▶ **Document passage**:
+===+

The Darfur genocide 15 years on: What has changed?

Jewish World Watch (JWW) came into being as a response to the Darfur genocide.  The Darfuris remain a vital cornerstone of our work. We continue to monitor and support the refugees living in camps in Chad 15 years after fleeing their homes in western Sudan, as well as the internally displaced persons in the Darfur region of Sudan, and the Darfuri returnees.  While Darfur has lost its prominence in the global consciousness, it remains an embodiment of the “never again” mantra, resuscitated every time other conflicts start to tip the scales towards mass atrocities. What many don’t recognize is that the instability in the Darfur region has continued ever since the conflict began in 2003.  It’s time to refresh our memories of the conflict situation and shine a spotlight on a war zone making a long, arduous transition from full-blown genocide to sustainable peace.

JWW will continue to do all we can to keep people’s attention on this ongoing crisis, including:

  • Using our advocacy channels to ensure the safe and voluntary return of displaced populations and the presence of necessary services and protections to facilitate their smooth reintegration
  • Monitoring the activities of armed groups and security forces as well as the Government of Sudan’s response to violations
  • Calling for the international community to remain engaged throughout the transition from peacekeeping to peacebuilding instead of abandoning its responsibilities at this critical and unstable stage
  • Empowering affected populations with sustainable livelihood solutions and immediate, informal learning opportunities that will boost their resilience, improve their lives in camp settings, and translate well in Darfur, should they choose to return   

Present-day Darfur

Despite the creation of a power-sharing agreement between the government and rebels in 2011–which created the Darfur Regional Authority and aimed to establish more equal distribution of wealth and political power–violence continues to this day in many parts of Darfur.  Armed groups fight among themselves for control over natural resources and the spoils of land and loot pillaged by the Janjaweed. These groups continue to engage in killing, maiming, land-grabbing, extortion, smuggling and theft.

+===+

▶ **Recorded information**:
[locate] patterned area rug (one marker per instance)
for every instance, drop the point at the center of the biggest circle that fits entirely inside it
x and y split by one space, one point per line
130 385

+===+

▶ **Problems**:
1. Reproduce the part of the Darfur article starting with "Present-day Darfur" and going on through "smuggling and theft.".
2. Summarize the Darfur article in two sentences.

▶ **Results of the tasks**:
1.
Present-day Darfur

Despite the creation of a power-sharing agreement between the government and rebels in 2011–which created the Darfur Regional Authority and aimed to establish more equal distribution of wealth and political power–violence continues to this day in many parts of Darfur.  Armed groups fight among themselves for control over natural resources and the spoils of land and loot pillaged by the Janjaweed. These groups continue to engage in killing, maiming, land-grabbing, extortion, smuggling and theft.

2. Jewish World Watch, which formed in response to the Darfur genocide, continues to monitor and support Darfuri refugees in Chad, internally displaced persons in Darfur, and returnees, and it works to keep attention on a region whose instability has continued since the conflict began in 2003. Despite a 2011 power-sharing agreement between the government and rebels, violence persists in many parts of Darfur as armed groups fight over natural resources and plunder and engage in killing, maiming, land-grabbing, extortion, smuggling, and theft.